Your goal: Every line of the listing below should come back exactly as written, with no images.

Excerpted records:

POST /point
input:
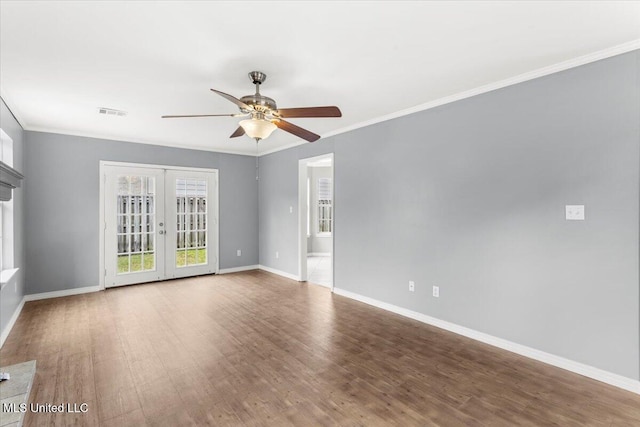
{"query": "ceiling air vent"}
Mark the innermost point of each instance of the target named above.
(111, 112)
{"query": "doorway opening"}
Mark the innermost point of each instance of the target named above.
(316, 220)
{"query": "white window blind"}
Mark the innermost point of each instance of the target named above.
(325, 206)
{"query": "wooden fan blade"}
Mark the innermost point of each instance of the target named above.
(237, 133)
(296, 130)
(233, 99)
(310, 112)
(199, 115)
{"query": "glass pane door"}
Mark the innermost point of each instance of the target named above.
(159, 224)
(189, 243)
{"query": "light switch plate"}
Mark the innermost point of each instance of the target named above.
(574, 212)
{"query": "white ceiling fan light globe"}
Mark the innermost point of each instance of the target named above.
(257, 128)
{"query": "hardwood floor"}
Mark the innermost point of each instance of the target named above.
(256, 349)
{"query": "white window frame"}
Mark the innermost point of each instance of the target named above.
(7, 272)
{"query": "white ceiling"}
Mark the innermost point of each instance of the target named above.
(60, 61)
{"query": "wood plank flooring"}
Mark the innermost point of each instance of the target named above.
(256, 349)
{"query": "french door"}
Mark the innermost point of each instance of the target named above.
(159, 223)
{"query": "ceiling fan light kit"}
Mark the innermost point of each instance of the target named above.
(265, 115)
(258, 128)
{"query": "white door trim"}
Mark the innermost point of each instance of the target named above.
(101, 217)
(302, 215)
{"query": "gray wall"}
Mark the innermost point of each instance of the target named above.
(317, 244)
(62, 204)
(470, 196)
(10, 297)
(278, 191)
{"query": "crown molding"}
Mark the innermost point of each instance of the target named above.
(521, 78)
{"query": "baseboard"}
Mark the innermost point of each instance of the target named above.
(238, 269)
(551, 359)
(12, 321)
(64, 293)
(279, 272)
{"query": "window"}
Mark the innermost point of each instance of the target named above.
(325, 206)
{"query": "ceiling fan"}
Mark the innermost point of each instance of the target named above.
(265, 116)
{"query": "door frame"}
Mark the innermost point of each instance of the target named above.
(102, 223)
(303, 168)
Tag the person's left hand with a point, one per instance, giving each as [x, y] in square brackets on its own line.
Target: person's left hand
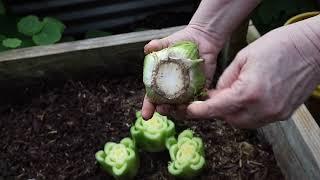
[266, 82]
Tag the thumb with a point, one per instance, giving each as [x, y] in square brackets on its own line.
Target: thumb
[221, 103]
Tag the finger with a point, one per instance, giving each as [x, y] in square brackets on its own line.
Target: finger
[222, 103]
[156, 45]
[232, 72]
[147, 109]
[163, 109]
[209, 68]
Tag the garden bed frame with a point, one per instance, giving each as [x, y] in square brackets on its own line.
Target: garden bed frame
[295, 142]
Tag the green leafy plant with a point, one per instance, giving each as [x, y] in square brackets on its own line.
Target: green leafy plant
[29, 25]
[11, 42]
[187, 155]
[2, 8]
[119, 159]
[154, 135]
[151, 135]
[174, 75]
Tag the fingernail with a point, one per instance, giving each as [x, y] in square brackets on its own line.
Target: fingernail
[197, 102]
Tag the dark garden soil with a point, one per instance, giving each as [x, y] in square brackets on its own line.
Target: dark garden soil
[56, 135]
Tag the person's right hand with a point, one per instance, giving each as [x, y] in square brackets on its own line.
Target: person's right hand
[268, 80]
[209, 45]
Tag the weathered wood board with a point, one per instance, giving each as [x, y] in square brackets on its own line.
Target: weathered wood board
[295, 142]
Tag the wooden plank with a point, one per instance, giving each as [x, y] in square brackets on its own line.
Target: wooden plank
[86, 46]
[296, 145]
[34, 66]
[295, 142]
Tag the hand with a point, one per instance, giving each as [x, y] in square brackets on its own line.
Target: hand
[266, 82]
[209, 45]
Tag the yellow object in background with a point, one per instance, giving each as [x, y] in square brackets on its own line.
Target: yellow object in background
[300, 17]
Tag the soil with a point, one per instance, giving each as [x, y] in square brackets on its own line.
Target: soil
[56, 134]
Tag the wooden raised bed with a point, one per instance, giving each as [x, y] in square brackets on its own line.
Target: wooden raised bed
[296, 142]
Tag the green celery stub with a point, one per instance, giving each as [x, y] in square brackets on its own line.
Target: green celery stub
[119, 159]
[151, 135]
[187, 155]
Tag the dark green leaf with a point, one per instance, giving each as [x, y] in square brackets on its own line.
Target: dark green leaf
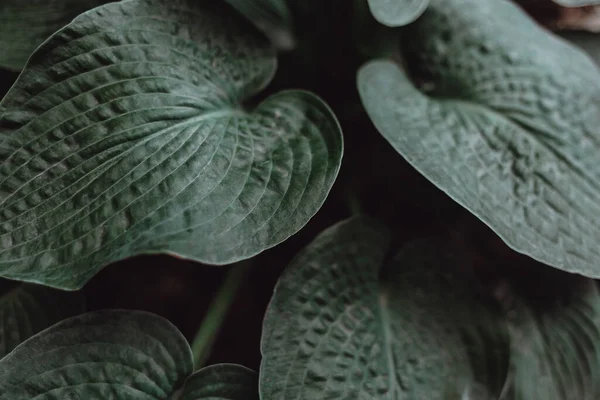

Answer to this exercise:
POST /point
input:
{"query": "ceiling air vent"}
Mark the innermost point of each instance of the target named above.
(111, 112)
{"query": "doorway opening"}
Mark the innermost point of each instance of the target named above.
(316, 220)
{"query": "white window blind"}
Mark the innermost point of each instance of the target named above.
(325, 206)
{"query": "wooden fan blade"}
Mark the innermost point of each instance of the target named above.
(237, 133)
(296, 130)
(233, 99)
(310, 112)
(199, 115)
{"query": "glass pane door"}
Mark the innermost point of each instance of the target named above.
(159, 224)
(189, 243)
{"query": "light switch plate"}
Mark the innermost point of each instance of the target named above.
(574, 212)
{"query": "white ceiling fan light globe"}
Mark the innermost point of each instance of the target named above.
(257, 128)
{"query": "hardwood floor"}
Mark the innermost point of each instance of the target named above.
(256, 349)
{"query": "white window frame"}
Mark the innermost point of each instance of the target named above.
(7, 272)
{"query": "white ceiling"}
Mark the innermost point of each instance of the target named above.
(60, 61)
{"query": "wood plank flooring"}
Mark the innermost point of each instance of the target named above.
(256, 349)
{"query": "french door"}
Mark the innermost point of each instance of the target named above.
(159, 223)
{"query": "ceiling fan light kit"}
Mark the innermost point of each instance of the target named above.
(265, 115)
(258, 128)
{"query": "white door trim"}
Mark the innermost point of each instance of the target named above.
(101, 217)
(302, 215)
{"query": "gray wall"}
Mark the innermost point of each instance of the target named above.
(317, 244)
(62, 204)
(470, 196)
(10, 297)
(278, 191)
{"query": "crown molding"}
Mark the innermost point of each instance of the target named above.
(521, 78)
{"query": "baseboard"}
Mark the innermost point of each instance of the target named above.
(238, 269)
(551, 359)
(12, 321)
(64, 293)
(279, 272)
{"query": "window"}
Mark the innermost point of each instance of the target named above.
(325, 206)
{"query": "ceiling fan"}
Mark the innermost point of each instance of the target named above.
(265, 116)
{"query": "door frame"}
Mark the innermost point of each instance of the target named above.
(102, 223)
(303, 168)
Tag the person's left hand with a point, one per instance, giving each as [x, y] in square brackets on its own line.
Target: person's left hand
[266, 82]
Tag the thumb with a point, one per instance, giving each as [x, y] in square brackets on its own line.
Target: thumb
[221, 103]
Tag the finger with a point, one per instance, giving each as [x, y] in square brackets on its own line.
Target: finger
[222, 103]
[156, 45]
[232, 72]
[147, 109]
[163, 109]
[209, 68]
Tag the garden bed frame with a point, one per instance, giving each as [x, y] in square brackets on its own line.
Target: garden bed frame
[295, 142]
Tag the green leafy plant with a point, one per instance, giving each as [x, y] in square brackets on its own line.
Target: green leafy plant
[29, 25]
[11, 42]
[187, 155]
[2, 8]
[119, 159]
[154, 135]
[151, 135]
[174, 75]
Tag the fingernail with a point, one per instance, giving each as [x, y] in square brackets on its own line.
Target: fingernail
[197, 102]
Tag the dark garden soil with a point, one per instance, giving each as [x, y] in square brackets on its own line.
Target: dark garden soil
[56, 135]
Tag the person's right hand with a point, one per instance, giving each as [x, y] in square brackets on its own line.
Target: person's right hand
[268, 80]
[209, 45]
Tag the weathered wood board with a point, one per instance, giving each as [x, y] in square brackets on its own line.
Target: weathered wood board
[295, 142]
Tag the wooden plank with a point, one per instance, giving each as [x, y] in square brackets on its own line.
Target: wooden plank
[86, 46]
[296, 145]
[34, 66]
[295, 142]
Tag the hand with a point, one per instance, giving each as [x, y] in square brackets on its own line.
Target: hand
[266, 82]
[209, 45]
Tag the yellow object in background with a point, one per instance, giving each as [x, y] in square brackets on its own line.
Target: yellow object in background
[300, 17]
Tag the soil with a point, one per instance, giving each as [x, y] in square brackets on its own line.
Target: soil
[56, 134]
Tag the wooden raised bed with a point, one per instance, giving each as [x, y] in square brackets on its own line.
Target: wooden raised bed
[296, 142]
Tag the green celery stub with a point, one per instance, giving each as [x, y] in square brackets on its own line.
Target: green celery stub
[119, 159]
[151, 135]
[187, 155]
Tag the dark green leaf with a point, one per instance, giving each as [x, y] in square brackets on its own line.
Target: dark green leaf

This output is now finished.